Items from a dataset
━━━━━━━━━━━━━━━━━━━━

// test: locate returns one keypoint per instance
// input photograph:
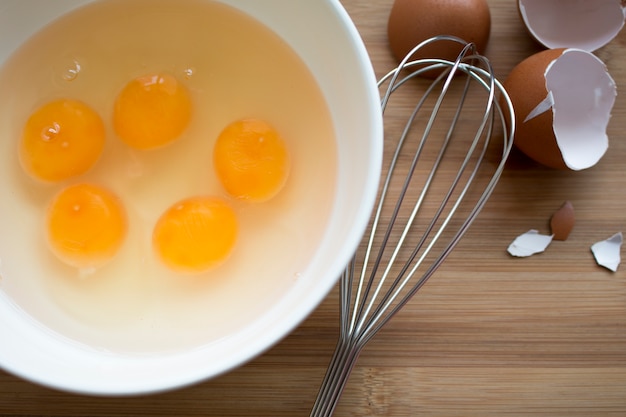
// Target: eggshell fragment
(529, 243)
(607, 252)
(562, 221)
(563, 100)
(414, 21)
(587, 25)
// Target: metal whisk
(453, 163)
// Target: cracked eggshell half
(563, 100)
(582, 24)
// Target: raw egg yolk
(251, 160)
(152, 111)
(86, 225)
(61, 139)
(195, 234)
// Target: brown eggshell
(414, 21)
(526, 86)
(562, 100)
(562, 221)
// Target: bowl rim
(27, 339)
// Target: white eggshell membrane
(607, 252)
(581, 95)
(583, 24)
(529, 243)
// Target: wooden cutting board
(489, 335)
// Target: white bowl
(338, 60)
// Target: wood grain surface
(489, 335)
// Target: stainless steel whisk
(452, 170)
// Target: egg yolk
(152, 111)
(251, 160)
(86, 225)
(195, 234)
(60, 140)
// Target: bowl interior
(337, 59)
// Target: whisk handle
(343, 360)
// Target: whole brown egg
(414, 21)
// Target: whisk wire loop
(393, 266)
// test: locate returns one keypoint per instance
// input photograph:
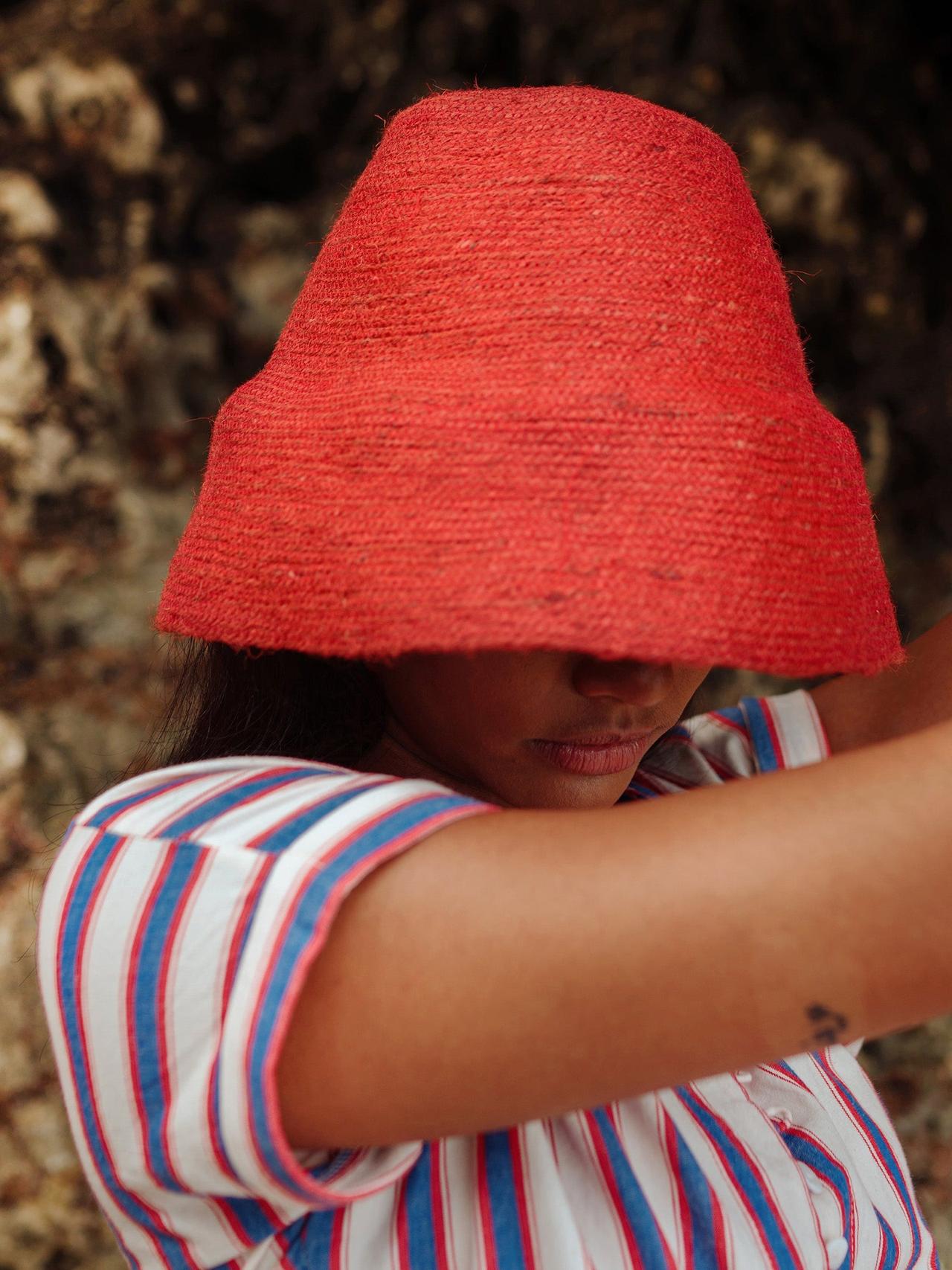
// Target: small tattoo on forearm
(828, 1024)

━━━━━━━━━━━━━━━━━━━━

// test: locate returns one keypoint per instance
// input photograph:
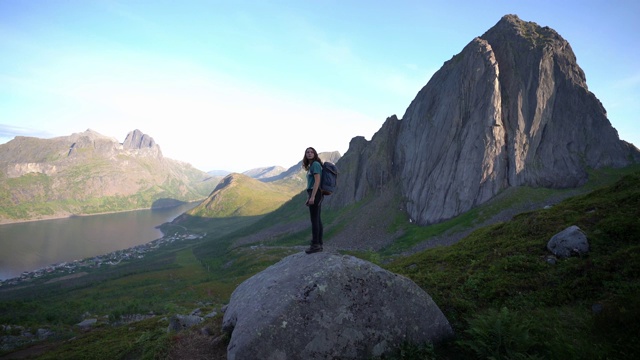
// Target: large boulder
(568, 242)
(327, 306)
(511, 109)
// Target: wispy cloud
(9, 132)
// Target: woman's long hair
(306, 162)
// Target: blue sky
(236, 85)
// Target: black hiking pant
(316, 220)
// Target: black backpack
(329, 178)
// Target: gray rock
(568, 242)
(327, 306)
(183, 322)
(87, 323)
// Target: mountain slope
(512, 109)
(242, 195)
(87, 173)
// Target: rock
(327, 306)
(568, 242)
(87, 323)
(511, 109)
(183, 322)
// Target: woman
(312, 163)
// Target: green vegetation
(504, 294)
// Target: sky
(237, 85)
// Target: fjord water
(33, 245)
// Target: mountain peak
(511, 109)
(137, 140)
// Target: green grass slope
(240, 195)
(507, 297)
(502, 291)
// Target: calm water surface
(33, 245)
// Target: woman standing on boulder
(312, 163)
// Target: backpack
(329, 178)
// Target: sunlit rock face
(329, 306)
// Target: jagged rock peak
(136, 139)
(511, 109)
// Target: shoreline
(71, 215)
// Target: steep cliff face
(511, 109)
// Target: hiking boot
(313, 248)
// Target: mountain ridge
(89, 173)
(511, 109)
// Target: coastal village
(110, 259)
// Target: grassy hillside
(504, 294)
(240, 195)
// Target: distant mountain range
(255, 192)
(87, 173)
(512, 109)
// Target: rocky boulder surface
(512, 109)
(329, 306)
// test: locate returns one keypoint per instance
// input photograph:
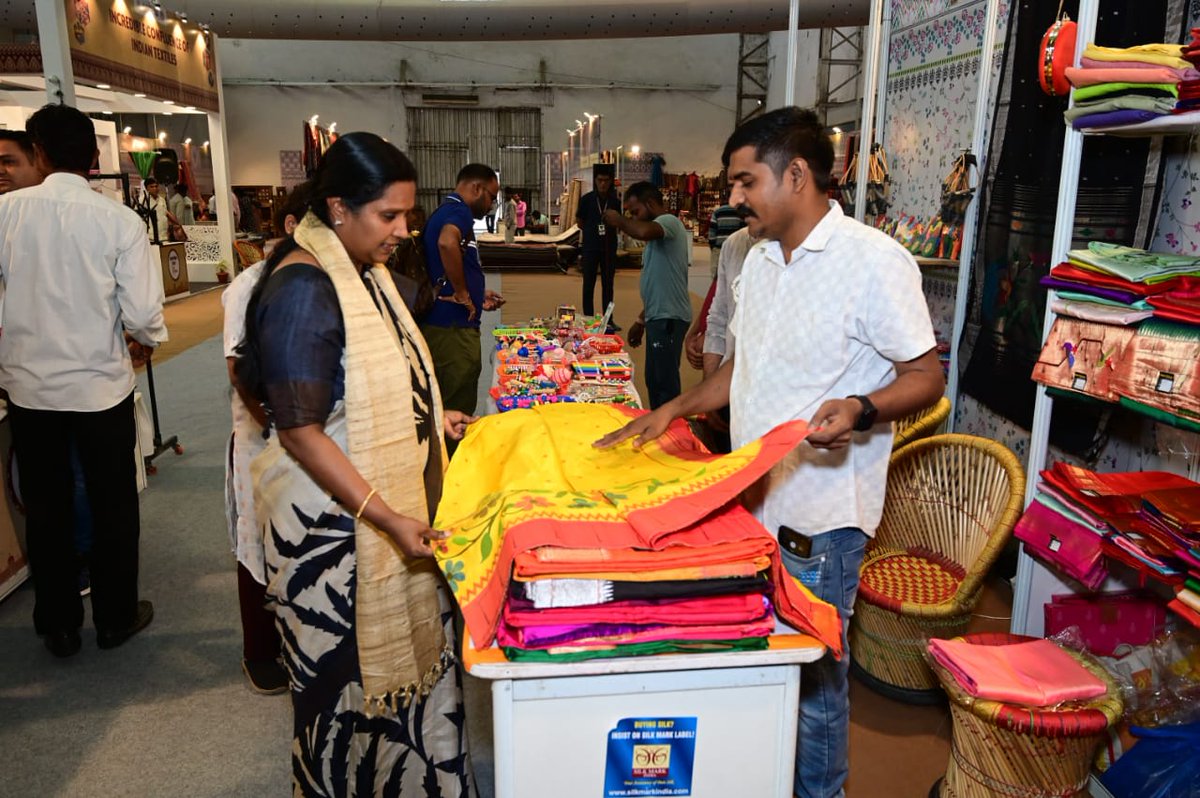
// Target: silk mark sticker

━━━━━━━━━━━━━━━━━━━━

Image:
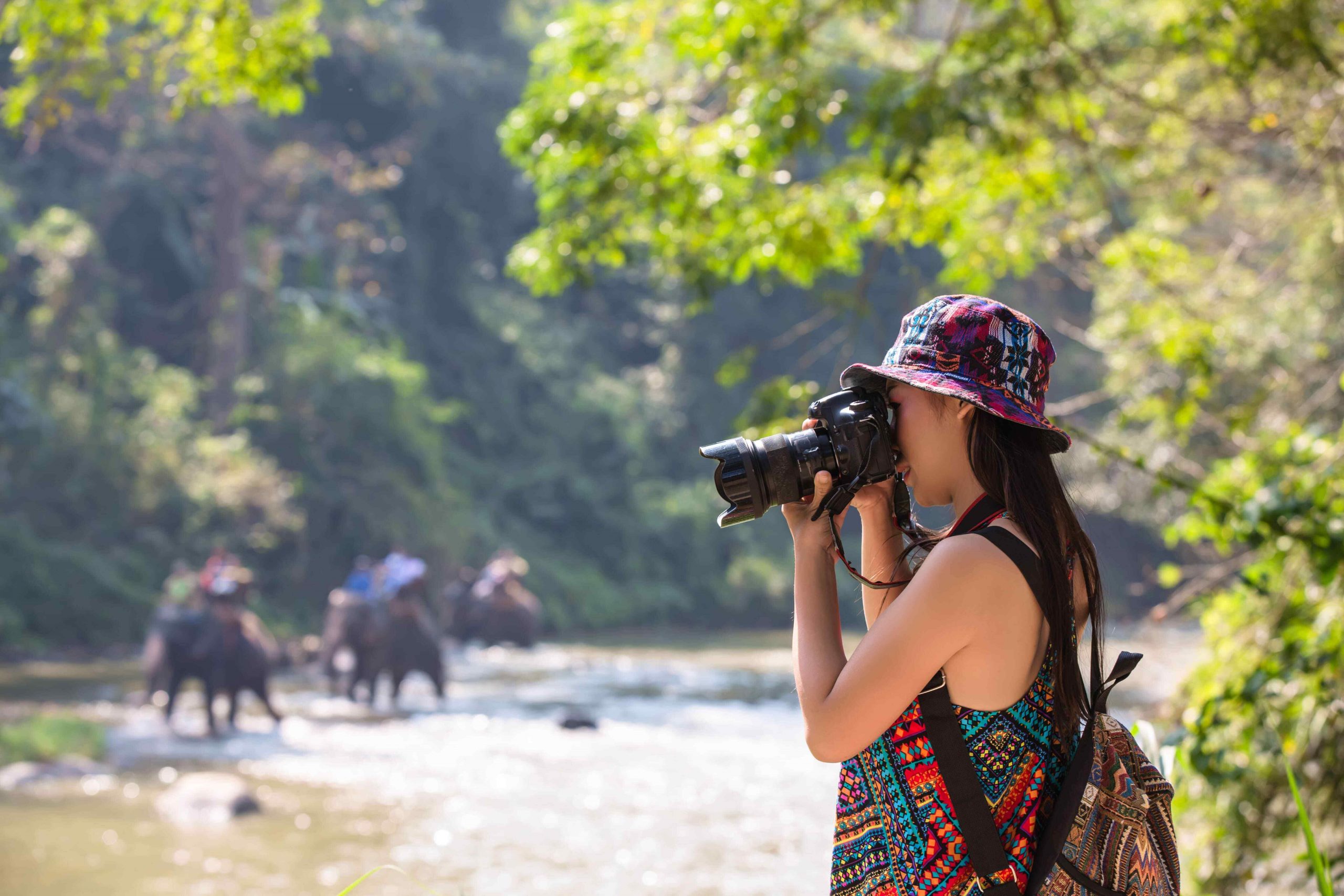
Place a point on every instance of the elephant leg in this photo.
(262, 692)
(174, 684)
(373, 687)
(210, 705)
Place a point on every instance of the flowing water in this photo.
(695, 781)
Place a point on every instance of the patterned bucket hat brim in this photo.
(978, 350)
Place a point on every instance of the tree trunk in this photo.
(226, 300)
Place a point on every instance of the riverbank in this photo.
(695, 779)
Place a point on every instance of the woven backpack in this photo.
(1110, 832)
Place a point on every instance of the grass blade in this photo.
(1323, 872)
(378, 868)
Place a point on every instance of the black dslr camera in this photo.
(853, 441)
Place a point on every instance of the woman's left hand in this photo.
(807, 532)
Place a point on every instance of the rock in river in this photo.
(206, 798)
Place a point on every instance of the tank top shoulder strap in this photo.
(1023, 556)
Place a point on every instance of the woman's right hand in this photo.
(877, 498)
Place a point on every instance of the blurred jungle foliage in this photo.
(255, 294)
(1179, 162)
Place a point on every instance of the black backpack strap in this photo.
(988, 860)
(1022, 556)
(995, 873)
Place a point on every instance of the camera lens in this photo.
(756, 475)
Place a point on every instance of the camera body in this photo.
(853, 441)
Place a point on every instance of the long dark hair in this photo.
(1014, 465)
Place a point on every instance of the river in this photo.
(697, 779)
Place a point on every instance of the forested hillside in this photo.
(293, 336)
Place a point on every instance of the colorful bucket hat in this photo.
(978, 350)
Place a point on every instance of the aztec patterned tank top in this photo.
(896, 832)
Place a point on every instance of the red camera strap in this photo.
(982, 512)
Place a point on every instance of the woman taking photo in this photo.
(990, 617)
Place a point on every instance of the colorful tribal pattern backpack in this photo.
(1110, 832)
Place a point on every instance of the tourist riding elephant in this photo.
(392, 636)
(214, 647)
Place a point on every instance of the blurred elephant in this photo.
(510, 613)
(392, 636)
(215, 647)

━━━━━━━━━━━━━━━━━━━━

■ **OBJECTIVE**
Collect every line of the items above that contains the string "backpack". Case counts, so match only that exact capitalization.

■ **SOLUTION TO THIS TASK**
// Target: black backpack
// Target: backpack
Place a point on every instance of the woven backpack in this photo.
Place a point on every instance of the black backpack strap in this photo.
Place a point on every instance of the colorful tribal pattern backpack in this photo.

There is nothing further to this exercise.